**WRITTEN PROBLEM**. Exactly reproduce the lines that follow.

**Excerpts from point annotation data**.
════════
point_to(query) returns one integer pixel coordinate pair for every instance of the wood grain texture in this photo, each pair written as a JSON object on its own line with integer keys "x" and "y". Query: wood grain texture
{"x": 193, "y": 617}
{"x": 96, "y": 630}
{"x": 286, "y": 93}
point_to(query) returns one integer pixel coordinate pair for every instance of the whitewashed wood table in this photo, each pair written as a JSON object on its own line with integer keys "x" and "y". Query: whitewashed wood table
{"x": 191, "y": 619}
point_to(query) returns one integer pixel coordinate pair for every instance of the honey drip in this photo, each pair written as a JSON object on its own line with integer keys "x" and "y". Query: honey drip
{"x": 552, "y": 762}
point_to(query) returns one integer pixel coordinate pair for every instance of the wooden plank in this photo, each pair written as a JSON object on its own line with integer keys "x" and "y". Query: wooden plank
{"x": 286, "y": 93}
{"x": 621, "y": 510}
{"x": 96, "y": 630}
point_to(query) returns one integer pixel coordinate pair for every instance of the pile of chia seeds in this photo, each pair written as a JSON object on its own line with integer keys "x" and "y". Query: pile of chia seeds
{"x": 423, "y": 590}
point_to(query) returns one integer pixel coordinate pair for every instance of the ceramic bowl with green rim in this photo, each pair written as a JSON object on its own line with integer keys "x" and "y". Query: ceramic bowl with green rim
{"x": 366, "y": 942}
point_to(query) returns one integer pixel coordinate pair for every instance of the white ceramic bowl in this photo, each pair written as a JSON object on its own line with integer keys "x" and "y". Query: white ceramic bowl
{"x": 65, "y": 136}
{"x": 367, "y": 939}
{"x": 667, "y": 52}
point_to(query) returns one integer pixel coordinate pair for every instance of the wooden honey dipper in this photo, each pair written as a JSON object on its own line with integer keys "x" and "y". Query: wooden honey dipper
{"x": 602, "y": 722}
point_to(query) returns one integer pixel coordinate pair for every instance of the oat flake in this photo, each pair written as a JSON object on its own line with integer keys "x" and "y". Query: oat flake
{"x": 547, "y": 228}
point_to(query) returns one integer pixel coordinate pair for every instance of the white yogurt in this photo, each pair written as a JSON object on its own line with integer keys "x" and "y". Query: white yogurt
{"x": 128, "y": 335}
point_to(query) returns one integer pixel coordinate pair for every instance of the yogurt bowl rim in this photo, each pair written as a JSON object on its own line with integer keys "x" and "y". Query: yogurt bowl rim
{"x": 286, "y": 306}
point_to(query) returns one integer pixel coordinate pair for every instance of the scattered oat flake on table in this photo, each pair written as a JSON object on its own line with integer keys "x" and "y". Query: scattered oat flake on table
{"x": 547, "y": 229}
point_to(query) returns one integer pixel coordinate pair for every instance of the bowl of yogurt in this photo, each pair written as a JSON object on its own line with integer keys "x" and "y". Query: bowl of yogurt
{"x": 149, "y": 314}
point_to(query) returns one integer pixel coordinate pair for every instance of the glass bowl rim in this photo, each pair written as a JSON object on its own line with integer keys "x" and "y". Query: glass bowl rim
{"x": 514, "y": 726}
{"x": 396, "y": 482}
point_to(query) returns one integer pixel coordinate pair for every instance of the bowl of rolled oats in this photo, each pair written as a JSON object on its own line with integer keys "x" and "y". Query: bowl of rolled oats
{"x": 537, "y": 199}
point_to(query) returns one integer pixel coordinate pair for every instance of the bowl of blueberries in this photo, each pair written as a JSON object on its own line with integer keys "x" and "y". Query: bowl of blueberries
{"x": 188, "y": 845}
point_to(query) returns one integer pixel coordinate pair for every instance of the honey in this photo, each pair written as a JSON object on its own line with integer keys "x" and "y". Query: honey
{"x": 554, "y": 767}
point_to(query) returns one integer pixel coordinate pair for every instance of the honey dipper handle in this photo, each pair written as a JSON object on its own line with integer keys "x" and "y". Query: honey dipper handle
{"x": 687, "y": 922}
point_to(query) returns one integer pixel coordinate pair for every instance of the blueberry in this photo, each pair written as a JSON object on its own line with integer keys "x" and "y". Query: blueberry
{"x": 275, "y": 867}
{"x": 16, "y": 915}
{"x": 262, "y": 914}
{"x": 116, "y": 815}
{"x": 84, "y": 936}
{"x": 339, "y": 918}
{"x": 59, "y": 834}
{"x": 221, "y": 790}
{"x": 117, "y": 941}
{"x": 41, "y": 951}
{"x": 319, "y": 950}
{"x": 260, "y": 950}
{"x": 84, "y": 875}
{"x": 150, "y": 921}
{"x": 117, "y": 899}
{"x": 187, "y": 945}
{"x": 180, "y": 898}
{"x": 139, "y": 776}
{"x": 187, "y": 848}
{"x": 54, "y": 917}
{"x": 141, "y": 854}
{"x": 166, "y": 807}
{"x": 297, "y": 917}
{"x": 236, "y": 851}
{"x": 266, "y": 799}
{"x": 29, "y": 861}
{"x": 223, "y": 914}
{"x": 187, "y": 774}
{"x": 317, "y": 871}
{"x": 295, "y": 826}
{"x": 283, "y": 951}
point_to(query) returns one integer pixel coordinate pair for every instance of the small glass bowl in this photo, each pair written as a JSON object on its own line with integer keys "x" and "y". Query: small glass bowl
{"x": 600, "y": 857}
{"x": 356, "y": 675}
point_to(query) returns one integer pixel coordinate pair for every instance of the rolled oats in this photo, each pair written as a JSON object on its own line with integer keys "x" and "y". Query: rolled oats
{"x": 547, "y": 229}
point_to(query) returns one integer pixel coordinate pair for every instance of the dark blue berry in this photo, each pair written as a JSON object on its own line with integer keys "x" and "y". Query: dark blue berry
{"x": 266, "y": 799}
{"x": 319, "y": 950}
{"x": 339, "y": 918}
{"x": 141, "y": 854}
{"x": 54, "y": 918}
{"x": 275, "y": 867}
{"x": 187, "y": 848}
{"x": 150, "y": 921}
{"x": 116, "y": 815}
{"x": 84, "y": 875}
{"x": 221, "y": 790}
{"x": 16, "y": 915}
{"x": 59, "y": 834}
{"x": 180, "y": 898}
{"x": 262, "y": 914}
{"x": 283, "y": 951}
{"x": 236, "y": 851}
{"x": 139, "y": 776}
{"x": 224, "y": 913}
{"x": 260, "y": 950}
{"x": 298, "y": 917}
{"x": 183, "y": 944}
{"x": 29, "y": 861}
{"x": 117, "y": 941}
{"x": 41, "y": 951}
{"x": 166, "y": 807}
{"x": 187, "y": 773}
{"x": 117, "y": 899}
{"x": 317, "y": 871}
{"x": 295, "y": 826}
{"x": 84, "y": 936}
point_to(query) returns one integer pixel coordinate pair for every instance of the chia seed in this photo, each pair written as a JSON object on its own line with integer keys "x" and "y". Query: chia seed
════════
**THE SOLUTION**.
point_to(query) returns one integer pixel coordinate pair for every instance of the wood grain texture in this photo, each pair written as a JSON object on its own line with integer keys "x" and "y". Query: wood grain texture
{"x": 193, "y": 617}
{"x": 96, "y": 630}
{"x": 286, "y": 93}
point_to(query) returns one integer pixel coordinate pair for every instance of the whitewashed wood table in this photo, each pair written as a JSON object on its own line with integer keys "x" and "y". Query: whitewashed wood table
{"x": 191, "y": 619}
point_to(query) returns one integer pixel coordinate pair for every instance of the honey drip in this photo, each pair written as a JSON object on its own line with integer keys "x" and "y". Query: honey drip
{"x": 552, "y": 762}
point_to(query) returns one integer pixel coordinate pair for every instance of the wooden plank in this photo, each pair written as a JSON object on its own line with integer keys "x" and "y". Query: wooden plank
{"x": 286, "y": 93}
{"x": 621, "y": 510}
{"x": 96, "y": 630}
point_to(query) returns one integer pixel coordinate pair for every instance of the pile of chia seeds in this photo, each pair written as a JSON object on its own line with integer keys "x" and "y". Query: pile of chia seeds
{"x": 423, "y": 590}
point_to(query) returns one integer pixel coordinate pair for every instance of the ceramic bowl with green rim in this photo, each pair written as a JSON object on its own line with integer keys "x" and "y". Query: ceramic bowl with green rim
{"x": 366, "y": 942}
point_to(query) returns one integer pixel coordinate pair for every instance of the white ceramic bowl in this photo, each pair written as a JSON object on its own line with integer keys "x" and "y". Query: white ceramic bowl
{"x": 65, "y": 136}
{"x": 367, "y": 939}
{"x": 667, "y": 52}
point_to(query) returns one integer pixel coordinate pair for every instance of the wooden honey dipper in this photo, each pair written as a JSON object on its own line with integer keys "x" and "y". Query: wooden honey dipper
{"x": 602, "y": 722}
point_to(query) returns one integer pixel coordinate pair for every instance of the oat flake in this photo, each pair written as a JSON object on its own line with integer keys "x" and "y". Query: oat flake
{"x": 547, "y": 228}
point_to(query) returns one integer pixel coordinate pair for every instance of the white yogurt in this photo, each pair written as a JSON object on its own line with integer keys "x" and "y". Query: white yogurt
{"x": 128, "y": 335}
point_to(query) returns one integer pixel coordinate pair for every instance of the yogurt bowl rim in this photo, each pair written as a JSON object on its own line with integer keys "x" and "y". Query: yogurt bowl rim
{"x": 286, "y": 306}
point_to(query) returns one integer pixel coordinate pair for every instance of the scattered oat flake on table in this photo, each pair written as a JSON object on its own line with integer keys "x" and "y". Query: scattered oat flake on table
{"x": 547, "y": 229}
point_to(query) returns one integer pixel coordinate pair for every instance of the bowl of yogurt in this photo, each pair written as a JSON object on its own line with integer keys "x" and "y". Query: bowl of yogurt
{"x": 149, "y": 314}
point_to(query) returns one integer pixel coordinate pair for every instance of the glass bowl rim in this photo, each pair written as a JSON object on its own line with integer keys "x" and "y". Query: glass bowl rim
{"x": 514, "y": 726}
{"x": 396, "y": 482}
point_to(query) returns one integer pixel coordinate pair for every instance of the bowl of rolled oats in this photo, each pair written as a JSON object on its own line with integer keys "x" and "y". Query: bowl of rolled oats
{"x": 537, "y": 199}
point_to(query) returns one integer pixel coordinate pair for every instance of the bowl of blueberries in this photo, each pair written as a JSON object on its own line with integer keys "x" and "y". Query: bowl of blueberries
{"x": 188, "y": 845}
point_to(query) returns one integer pixel coordinate pair for every instance of the honey in this photo, each pair written as a JSON object on its own line with integer keys "x" and "y". Query: honey
{"x": 554, "y": 767}
point_to(query) returns one integer pixel coordinate pair for every instance of the honey dipper handle in this photo, each pair written as a JSON object on its own line with integer keys "x" and "y". Query: honey dipper handle
{"x": 687, "y": 922}
point_to(query) returns one integer pixel coordinate pair for every instance of the blueberry in this photo, each pair written as a JSON object on its own line with integer keys "x" and "y". Query: blueberry
{"x": 275, "y": 867}
{"x": 16, "y": 915}
{"x": 262, "y": 914}
{"x": 116, "y": 815}
{"x": 84, "y": 936}
{"x": 339, "y": 918}
{"x": 59, "y": 834}
{"x": 221, "y": 790}
{"x": 117, "y": 941}
{"x": 41, "y": 951}
{"x": 319, "y": 950}
{"x": 260, "y": 950}
{"x": 84, "y": 875}
{"x": 150, "y": 921}
{"x": 117, "y": 899}
{"x": 187, "y": 945}
{"x": 180, "y": 898}
{"x": 139, "y": 776}
{"x": 187, "y": 848}
{"x": 54, "y": 917}
{"x": 141, "y": 854}
{"x": 166, "y": 807}
{"x": 297, "y": 917}
{"x": 236, "y": 851}
{"x": 266, "y": 799}
{"x": 29, "y": 861}
{"x": 223, "y": 914}
{"x": 187, "y": 774}
{"x": 317, "y": 871}
{"x": 295, "y": 826}
{"x": 283, "y": 951}
point_to(query) returns one integer pixel coordinate pair for every instance of the small glass bowl in this photo, each pair written as a JSON object on its own line with integer keys "x" and "y". Query: small glass bowl
{"x": 600, "y": 857}
{"x": 356, "y": 675}
point_to(query) returns one integer pixel coordinate pair for every instance of the rolled oats in this photo, each pair written as a JSON object on its own line with integer keys "x" and "y". Query: rolled oats
{"x": 547, "y": 229}
point_to(query) returns one integer pixel coordinate pair for every instance of the dark blue berry in this photo, each pair written as a JSON object on its own line with integer keys "x" and "y". Query: dark blue berry
{"x": 266, "y": 799}
{"x": 319, "y": 950}
{"x": 339, "y": 918}
{"x": 141, "y": 854}
{"x": 54, "y": 918}
{"x": 275, "y": 867}
{"x": 187, "y": 848}
{"x": 150, "y": 921}
{"x": 116, "y": 815}
{"x": 84, "y": 875}
{"x": 221, "y": 790}
{"x": 16, "y": 915}
{"x": 59, "y": 834}
{"x": 180, "y": 898}
{"x": 262, "y": 914}
{"x": 283, "y": 951}
{"x": 236, "y": 851}
{"x": 139, "y": 776}
{"x": 224, "y": 913}
{"x": 260, "y": 950}
{"x": 298, "y": 917}
{"x": 183, "y": 944}
{"x": 29, "y": 861}
{"x": 117, "y": 941}
{"x": 41, "y": 951}
{"x": 166, "y": 807}
{"x": 187, "y": 773}
{"x": 117, "y": 899}
{"x": 317, "y": 871}
{"x": 295, "y": 826}
{"x": 84, "y": 936}
point_to(query) returns one integer pixel coordinate pair for every instance of the chia seed in this photo, each pair written as a JSON object on its own line with integer keys "x" and "y". Query: chia seed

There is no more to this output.